◆ Assignment ◆
Rewrite the passage about Díaz's death, starting with "Due to his condition, the" and going on through "ministry also stated.", and put "moved" in place of "transferred".

◆ Exercise passage ◆
################

The Ministry of Penitentiary Services of Venezuela issued a statement stating that on Saturday, at approximately 6:33 AM local time (10:33 AM UTC), Díaz displayed “symptoms consistent with a myocardial infarction,” prompting his fellow inmates to assist him and “immediately” send him to the emergency room, where he received “primary medical care.”
Due to his condition, the ministry reported, he was transferred to the University Hospital of Caracas, where he was admitted and “passed away minutes later” after attempts to stabilize him. Díaz was “being prosecuted, with full guarantees of his rights, in accordance with the legal system and respect for human rights and his legal defense. This is evident through relevant videos and records,” the ministry also stated.
Prior to this announcement, opposition leaders María Corina Machado and Edmundo González Urrutia emphasized that this death reveals a “sustained pattern of state repression” and denounced that seven political prisoners have already died in prison since the presidential elections on July 28, 2024.

################

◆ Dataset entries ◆
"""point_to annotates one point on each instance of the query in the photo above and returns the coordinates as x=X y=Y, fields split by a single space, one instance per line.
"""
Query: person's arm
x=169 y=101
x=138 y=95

################

◆ Task solution ◆
Due to his condition, the ministry reported, he was moved to the University Hospital of Caracas, where he was admitted and “passed away minutes later” after attempts to stabilize him. Díaz was “being prosecuted, with full guarantees of his rights, in accordance with the legal system and respect for human rights and his legal defense. This is evident through relevant videos and records,” the ministry also stated.